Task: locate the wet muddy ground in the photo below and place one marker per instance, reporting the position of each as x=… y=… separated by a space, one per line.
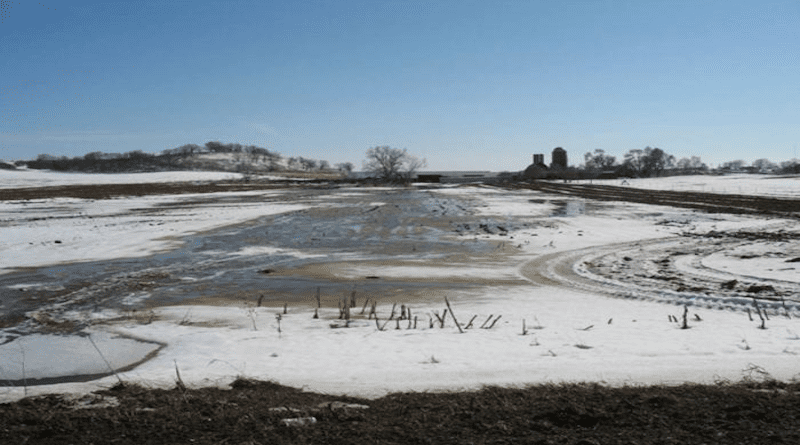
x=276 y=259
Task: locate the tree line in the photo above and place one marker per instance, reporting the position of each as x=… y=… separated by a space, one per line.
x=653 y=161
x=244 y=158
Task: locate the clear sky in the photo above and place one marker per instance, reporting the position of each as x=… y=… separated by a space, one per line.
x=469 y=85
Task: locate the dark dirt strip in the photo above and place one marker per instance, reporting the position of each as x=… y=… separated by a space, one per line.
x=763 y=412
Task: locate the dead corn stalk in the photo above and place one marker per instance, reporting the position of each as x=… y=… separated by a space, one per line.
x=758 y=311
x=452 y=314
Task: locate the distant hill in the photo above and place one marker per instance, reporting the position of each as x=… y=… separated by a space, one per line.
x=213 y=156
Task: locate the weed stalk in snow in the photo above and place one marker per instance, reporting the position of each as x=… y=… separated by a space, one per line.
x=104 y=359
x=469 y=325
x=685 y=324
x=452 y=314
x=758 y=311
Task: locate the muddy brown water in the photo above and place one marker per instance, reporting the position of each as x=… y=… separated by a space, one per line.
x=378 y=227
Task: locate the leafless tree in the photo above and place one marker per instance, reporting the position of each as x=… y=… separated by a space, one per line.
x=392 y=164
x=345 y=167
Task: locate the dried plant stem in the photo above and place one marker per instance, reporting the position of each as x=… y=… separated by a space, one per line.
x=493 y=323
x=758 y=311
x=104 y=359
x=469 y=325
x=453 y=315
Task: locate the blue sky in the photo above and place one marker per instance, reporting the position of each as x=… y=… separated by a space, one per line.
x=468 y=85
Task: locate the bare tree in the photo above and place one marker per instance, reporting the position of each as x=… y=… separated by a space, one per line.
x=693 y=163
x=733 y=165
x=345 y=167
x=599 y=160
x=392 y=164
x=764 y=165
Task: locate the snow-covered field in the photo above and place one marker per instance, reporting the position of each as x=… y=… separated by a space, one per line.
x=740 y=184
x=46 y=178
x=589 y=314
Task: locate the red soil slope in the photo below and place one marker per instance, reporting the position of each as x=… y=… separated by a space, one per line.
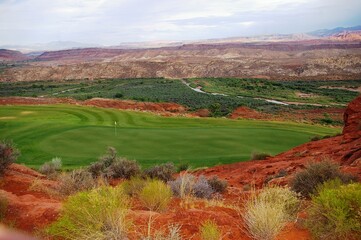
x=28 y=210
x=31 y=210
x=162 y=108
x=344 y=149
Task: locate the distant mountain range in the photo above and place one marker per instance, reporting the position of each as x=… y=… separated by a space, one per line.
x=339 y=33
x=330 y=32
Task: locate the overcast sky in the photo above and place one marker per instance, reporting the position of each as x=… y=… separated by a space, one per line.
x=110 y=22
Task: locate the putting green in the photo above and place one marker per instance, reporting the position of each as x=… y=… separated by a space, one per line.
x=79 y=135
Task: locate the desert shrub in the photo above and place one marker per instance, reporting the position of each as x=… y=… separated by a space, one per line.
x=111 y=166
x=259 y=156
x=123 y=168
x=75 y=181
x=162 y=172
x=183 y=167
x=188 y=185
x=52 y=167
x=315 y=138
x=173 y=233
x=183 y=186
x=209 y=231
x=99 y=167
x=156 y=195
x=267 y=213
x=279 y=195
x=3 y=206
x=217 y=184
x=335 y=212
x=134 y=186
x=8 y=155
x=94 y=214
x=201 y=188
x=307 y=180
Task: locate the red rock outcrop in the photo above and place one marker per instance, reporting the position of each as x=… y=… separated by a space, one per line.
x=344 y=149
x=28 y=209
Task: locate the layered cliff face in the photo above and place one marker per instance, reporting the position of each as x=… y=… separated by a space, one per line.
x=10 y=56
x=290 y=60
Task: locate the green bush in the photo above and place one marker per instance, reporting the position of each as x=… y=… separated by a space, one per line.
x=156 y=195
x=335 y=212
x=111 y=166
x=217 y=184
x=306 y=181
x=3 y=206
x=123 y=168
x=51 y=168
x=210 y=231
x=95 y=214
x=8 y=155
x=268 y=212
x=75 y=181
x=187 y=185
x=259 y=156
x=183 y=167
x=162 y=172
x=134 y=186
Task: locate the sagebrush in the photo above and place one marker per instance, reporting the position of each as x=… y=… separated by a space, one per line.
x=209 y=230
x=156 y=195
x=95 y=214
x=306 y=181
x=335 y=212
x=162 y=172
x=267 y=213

:::::

The task >> Keep the pictures out of your copy, and repeat every entry above exactly.

Result >>
Task: locate the wet muddy ground in the photo below and place one marker per instance, reporting the position of each as x=… y=… separated by a space, one per line.
x=276 y=259
Task: locate the tree line in the photo above and place one marker per instance, reporting the position of each as x=… y=… separated by a space, one per line.
x=653 y=161
x=244 y=158
Task: locate the clear sky in the photo above and place one marker per instance, reporting the position of each as x=… y=… separated by a space, one per line.
x=469 y=85
Task: locate the dark dirt strip in the photo above and place one marker per instance, reporting the position of each as x=… y=… separated by a space, one per line.
x=763 y=412
Task: locate the dead corn stalk in the photo above and place one marker per instance, reporting the position of each as x=… y=… separated by a space, one per line.
x=758 y=311
x=452 y=314
Task: locate the distant hill in the photo above and place one marker per instance, reporting the position of each as x=… y=… separated by a space, one per line.
x=213 y=156
Task: locate the weed stalk in snow in the photo above and place one marker per instance, reporting the position of each as x=… y=… separated by a space, one per line.
x=104 y=359
x=469 y=325
x=685 y=324
x=452 y=314
x=758 y=311
Task: locate the muddy brown water in the photo above and place one marker per instance, reporting the position of each as x=… y=… separated by a space, one per line.
x=378 y=227
Task: locate the leafless tree in the photo above and place one marker per instance, reporting the position of each as x=… y=… separated by a space, one per line.
x=392 y=164
x=345 y=167
Task: locate the dried plant stem in the photo above and place one marker per instance, reporting the position of each as x=… y=… separated by a space, one per line.
x=493 y=323
x=758 y=311
x=104 y=359
x=469 y=325
x=453 y=315
Task: locate the blue sky in the photo above and place one marker per instance, reporting the position of each as x=… y=… separated by a space, one per line.
x=468 y=85
Task: locate the bare tree in the photo above and place one marker per instance, reporting the position of each as x=… y=… separated by a space, one per line.
x=693 y=163
x=733 y=165
x=345 y=167
x=599 y=160
x=392 y=164
x=764 y=165
Task: locate the snow-covered field in the photo above and place one marker per instance, reporting the position of each as x=… y=… separated by a space, one per line.
x=740 y=184
x=46 y=178
x=589 y=314
Task: locate the red soil slope in the photo below and place one marker per instance, reporting the position of each as x=… y=… separated by a space, one per line.
x=28 y=210
x=31 y=210
x=162 y=108
x=344 y=149
Task: locate the distant mountain range in the photo above and place one marker per instance, reporting the position of each as x=… y=… separated by a space, one per line.
x=339 y=33
x=330 y=32
Task: locate the overcast sky in the photo above and place one marker per instance, reporting the position of each as x=… y=… separated by a space, one per line.
x=110 y=22
Task: locate the putting green in the photo above and place one marker per instance, reporting the position of each as x=… y=… separated by a space, one per line.
x=79 y=135
Task: locate the desert shrub in the photo above and place one marker per instance, reporting the position of each as x=… y=… separated by a space, one per line.
x=111 y=166
x=259 y=156
x=123 y=168
x=75 y=181
x=162 y=172
x=183 y=167
x=188 y=185
x=52 y=167
x=315 y=138
x=173 y=233
x=183 y=186
x=209 y=231
x=99 y=167
x=156 y=195
x=267 y=213
x=279 y=195
x=3 y=206
x=217 y=184
x=335 y=212
x=134 y=186
x=8 y=155
x=94 y=214
x=201 y=188
x=307 y=180
Task: locate the red rock outcrop in the photo above and place one marker per instance, reporting the position of each as x=… y=… separated by a space, one per line.
x=344 y=149
x=28 y=209
Task: locate the layered cliff face in the photo above and place one marker per instance, reporting the position of each as x=… y=… separated by a space, one per line.
x=10 y=56
x=290 y=60
Task: locate the green bush in the photo above and place one marker per instance, reporting the position of each as x=… y=… separated by a space, one per line.
x=156 y=195
x=335 y=212
x=111 y=166
x=217 y=184
x=306 y=181
x=3 y=206
x=123 y=168
x=51 y=168
x=210 y=231
x=95 y=214
x=8 y=155
x=268 y=212
x=75 y=181
x=187 y=185
x=259 y=156
x=183 y=167
x=162 y=172
x=134 y=186
Task: locate the sagebrush in the photo above and place one marker per instance, reporting the position of each as x=… y=… separated by a space, one per line.
x=209 y=230
x=156 y=195
x=95 y=214
x=306 y=181
x=335 y=212
x=162 y=172
x=267 y=213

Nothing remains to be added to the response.